- [What the task requires]: Exactly the lines from the line containing "Where can the tree be" through the last line of the entries below should appear in the answer, reproduced verbatim.

- [Material provided]:
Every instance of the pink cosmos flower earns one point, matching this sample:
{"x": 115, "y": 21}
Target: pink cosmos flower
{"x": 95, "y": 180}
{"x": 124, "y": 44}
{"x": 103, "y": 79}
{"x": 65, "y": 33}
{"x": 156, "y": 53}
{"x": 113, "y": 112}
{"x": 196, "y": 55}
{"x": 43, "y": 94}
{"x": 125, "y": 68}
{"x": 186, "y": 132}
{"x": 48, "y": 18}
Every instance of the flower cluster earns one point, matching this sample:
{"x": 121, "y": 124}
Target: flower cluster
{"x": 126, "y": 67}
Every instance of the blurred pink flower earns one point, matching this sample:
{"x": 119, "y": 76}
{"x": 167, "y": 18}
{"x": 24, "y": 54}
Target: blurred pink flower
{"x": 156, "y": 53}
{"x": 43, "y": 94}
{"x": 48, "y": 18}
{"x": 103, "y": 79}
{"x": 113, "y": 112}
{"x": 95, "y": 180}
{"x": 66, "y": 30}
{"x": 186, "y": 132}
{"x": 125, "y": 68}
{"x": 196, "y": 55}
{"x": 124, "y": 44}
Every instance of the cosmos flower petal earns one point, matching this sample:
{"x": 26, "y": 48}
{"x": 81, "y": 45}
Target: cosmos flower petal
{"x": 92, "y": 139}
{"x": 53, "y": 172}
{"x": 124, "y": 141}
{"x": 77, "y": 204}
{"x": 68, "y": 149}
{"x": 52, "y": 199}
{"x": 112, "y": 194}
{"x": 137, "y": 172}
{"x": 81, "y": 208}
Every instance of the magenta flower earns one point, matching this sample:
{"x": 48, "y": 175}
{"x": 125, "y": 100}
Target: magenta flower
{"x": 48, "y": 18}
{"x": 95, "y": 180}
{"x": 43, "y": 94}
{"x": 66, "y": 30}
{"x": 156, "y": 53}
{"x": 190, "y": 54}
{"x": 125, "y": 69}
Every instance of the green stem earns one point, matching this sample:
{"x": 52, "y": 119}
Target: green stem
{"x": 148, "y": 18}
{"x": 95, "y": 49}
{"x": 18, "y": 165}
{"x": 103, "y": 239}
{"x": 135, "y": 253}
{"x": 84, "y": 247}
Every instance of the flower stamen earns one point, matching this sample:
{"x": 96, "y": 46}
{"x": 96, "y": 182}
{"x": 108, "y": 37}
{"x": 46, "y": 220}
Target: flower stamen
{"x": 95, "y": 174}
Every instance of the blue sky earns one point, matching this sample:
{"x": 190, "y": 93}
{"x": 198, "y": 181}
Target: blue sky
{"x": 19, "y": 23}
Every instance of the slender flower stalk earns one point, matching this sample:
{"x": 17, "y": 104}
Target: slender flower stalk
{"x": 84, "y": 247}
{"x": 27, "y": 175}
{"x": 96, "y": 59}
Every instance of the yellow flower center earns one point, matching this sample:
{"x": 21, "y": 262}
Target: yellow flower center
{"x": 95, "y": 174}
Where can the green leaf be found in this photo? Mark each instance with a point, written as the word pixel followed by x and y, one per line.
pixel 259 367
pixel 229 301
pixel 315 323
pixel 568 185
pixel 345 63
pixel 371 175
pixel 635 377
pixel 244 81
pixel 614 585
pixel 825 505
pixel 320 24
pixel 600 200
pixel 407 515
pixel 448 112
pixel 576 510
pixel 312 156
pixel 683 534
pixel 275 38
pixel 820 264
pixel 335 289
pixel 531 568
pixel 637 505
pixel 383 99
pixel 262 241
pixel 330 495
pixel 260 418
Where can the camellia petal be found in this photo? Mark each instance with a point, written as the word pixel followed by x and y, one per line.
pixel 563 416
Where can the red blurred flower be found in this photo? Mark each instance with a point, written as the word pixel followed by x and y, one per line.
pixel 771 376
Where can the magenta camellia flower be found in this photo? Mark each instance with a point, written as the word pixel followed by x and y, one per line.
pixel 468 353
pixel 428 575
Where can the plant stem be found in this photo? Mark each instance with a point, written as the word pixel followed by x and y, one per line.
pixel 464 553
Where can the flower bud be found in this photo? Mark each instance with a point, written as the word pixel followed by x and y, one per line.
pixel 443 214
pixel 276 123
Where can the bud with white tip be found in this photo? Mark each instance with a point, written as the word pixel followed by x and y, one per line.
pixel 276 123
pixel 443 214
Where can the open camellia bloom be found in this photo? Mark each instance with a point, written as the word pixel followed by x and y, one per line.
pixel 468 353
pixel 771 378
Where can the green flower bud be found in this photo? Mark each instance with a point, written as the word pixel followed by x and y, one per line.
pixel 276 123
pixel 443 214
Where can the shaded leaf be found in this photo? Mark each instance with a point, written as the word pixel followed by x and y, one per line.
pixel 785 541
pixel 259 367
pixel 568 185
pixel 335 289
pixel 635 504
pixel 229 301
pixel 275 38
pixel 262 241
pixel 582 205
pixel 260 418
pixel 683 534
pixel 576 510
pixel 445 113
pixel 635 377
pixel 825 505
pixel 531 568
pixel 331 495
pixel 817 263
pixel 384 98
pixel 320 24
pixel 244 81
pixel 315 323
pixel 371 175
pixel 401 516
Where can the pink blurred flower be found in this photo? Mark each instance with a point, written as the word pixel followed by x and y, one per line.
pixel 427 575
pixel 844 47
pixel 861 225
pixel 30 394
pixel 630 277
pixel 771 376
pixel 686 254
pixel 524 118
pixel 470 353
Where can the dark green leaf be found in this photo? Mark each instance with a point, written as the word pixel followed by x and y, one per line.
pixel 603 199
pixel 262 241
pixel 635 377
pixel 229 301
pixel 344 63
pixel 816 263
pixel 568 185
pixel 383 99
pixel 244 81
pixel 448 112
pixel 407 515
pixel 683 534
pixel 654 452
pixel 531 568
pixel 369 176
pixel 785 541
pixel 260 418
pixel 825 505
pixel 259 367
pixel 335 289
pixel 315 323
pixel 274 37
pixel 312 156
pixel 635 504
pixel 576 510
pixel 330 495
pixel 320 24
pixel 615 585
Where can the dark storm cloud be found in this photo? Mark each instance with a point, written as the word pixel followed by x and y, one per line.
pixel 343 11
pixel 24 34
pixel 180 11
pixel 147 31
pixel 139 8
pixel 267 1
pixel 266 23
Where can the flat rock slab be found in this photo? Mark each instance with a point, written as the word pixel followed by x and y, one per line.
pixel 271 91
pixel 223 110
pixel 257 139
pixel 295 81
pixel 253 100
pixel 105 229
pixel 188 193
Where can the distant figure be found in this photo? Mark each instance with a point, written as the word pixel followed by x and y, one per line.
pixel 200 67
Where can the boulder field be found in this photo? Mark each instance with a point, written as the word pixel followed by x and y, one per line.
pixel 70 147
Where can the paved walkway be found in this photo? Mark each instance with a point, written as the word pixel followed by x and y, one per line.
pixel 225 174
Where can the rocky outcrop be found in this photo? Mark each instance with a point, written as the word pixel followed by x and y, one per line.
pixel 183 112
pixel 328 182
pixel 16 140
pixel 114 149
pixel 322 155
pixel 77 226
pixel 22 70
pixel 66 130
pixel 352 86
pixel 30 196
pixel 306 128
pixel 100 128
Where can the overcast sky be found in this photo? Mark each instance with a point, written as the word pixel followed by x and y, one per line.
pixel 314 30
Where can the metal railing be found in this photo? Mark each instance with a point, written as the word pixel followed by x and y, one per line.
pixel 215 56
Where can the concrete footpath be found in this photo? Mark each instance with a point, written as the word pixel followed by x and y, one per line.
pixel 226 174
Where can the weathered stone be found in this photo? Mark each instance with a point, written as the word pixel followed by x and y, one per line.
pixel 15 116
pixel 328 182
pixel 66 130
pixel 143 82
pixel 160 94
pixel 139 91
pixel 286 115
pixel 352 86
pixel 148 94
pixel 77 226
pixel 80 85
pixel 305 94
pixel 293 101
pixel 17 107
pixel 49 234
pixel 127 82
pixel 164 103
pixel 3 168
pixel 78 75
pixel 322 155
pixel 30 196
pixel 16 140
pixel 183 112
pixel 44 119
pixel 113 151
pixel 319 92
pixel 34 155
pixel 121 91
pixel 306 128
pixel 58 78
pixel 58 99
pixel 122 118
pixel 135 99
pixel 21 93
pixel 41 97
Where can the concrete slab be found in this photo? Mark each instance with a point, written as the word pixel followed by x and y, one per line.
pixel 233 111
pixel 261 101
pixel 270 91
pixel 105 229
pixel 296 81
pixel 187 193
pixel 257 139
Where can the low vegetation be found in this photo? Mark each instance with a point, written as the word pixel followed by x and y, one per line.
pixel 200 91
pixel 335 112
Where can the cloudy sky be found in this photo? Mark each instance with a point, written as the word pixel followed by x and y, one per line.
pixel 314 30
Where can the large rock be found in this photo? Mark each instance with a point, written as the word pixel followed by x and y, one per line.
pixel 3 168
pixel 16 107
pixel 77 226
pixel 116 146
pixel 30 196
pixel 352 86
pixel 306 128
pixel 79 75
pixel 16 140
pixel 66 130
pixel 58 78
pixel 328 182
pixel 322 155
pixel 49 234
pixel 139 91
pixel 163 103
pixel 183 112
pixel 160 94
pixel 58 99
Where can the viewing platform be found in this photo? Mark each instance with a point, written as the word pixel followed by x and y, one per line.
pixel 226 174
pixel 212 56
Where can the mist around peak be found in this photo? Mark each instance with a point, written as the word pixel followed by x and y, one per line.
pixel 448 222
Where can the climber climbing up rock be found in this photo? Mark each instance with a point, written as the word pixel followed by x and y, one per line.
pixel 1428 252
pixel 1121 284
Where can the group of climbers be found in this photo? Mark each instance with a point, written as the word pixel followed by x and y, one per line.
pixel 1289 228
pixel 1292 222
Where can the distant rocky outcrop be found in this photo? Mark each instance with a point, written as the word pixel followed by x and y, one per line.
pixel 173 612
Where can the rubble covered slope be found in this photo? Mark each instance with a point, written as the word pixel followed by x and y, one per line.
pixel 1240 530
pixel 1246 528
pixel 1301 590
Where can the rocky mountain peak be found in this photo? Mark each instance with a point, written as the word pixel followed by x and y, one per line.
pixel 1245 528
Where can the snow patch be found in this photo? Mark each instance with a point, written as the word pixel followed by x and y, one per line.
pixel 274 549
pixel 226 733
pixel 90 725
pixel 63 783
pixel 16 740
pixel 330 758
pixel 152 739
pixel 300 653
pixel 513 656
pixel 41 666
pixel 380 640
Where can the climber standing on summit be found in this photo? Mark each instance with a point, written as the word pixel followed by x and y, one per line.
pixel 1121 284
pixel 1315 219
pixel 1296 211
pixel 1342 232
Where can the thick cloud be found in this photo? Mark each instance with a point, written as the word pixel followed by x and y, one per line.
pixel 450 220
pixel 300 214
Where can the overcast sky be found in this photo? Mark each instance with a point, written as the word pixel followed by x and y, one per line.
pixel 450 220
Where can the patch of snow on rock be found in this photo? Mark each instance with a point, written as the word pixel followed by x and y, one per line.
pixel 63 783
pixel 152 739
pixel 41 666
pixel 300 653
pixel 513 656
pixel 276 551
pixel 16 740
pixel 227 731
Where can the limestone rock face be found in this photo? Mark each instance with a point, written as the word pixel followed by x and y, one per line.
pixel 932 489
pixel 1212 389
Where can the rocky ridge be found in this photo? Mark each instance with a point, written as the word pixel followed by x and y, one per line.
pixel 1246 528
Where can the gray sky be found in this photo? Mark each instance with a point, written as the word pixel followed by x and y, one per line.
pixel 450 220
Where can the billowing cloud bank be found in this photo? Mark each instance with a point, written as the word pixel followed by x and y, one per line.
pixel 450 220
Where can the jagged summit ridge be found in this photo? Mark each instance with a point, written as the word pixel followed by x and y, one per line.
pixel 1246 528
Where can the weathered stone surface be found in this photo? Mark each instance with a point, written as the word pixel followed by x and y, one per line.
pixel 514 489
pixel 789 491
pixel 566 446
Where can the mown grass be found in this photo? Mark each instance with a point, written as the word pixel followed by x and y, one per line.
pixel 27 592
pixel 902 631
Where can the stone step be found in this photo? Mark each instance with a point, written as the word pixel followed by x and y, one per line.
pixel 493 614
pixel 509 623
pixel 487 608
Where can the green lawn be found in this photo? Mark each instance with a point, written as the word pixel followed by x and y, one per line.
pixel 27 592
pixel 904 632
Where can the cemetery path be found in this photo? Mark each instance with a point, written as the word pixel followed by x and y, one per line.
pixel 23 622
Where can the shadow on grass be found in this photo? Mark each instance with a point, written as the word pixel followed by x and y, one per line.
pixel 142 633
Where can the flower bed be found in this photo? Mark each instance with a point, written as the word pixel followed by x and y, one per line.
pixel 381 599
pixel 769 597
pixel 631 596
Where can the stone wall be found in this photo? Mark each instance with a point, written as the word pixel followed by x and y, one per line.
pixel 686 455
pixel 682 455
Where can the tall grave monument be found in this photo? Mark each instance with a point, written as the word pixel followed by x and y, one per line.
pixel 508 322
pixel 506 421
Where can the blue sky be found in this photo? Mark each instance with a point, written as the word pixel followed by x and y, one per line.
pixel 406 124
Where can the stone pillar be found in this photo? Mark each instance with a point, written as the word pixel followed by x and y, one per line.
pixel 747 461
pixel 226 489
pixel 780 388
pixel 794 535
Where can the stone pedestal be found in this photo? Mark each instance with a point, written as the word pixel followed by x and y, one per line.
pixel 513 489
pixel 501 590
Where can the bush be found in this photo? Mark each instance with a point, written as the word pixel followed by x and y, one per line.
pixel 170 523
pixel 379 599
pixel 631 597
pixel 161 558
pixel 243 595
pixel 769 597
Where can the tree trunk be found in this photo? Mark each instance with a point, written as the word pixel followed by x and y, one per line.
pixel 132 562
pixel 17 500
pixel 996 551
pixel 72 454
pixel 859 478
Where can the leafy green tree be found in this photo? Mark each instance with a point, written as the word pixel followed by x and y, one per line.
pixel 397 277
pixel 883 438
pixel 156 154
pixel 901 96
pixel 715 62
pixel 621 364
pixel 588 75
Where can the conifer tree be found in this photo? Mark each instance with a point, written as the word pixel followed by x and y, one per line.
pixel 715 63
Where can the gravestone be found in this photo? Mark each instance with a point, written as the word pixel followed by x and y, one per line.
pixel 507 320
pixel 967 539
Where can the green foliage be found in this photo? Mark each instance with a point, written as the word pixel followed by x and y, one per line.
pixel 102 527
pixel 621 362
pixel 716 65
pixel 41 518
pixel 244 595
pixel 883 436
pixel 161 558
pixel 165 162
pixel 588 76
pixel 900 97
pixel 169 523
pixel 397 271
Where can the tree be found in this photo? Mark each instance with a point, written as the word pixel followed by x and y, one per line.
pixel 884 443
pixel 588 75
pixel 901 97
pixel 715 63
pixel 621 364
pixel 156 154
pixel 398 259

- [Response to this exercise]:
Where can the tree be found in this photo? Mark each instance with a point, written as the word pixel followed by x and y, one per line.
pixel 884 443
pixel 588 75
pixel 901 97
pixel 715 63
pixel 621 364
pixel 156 154
pixel 398 259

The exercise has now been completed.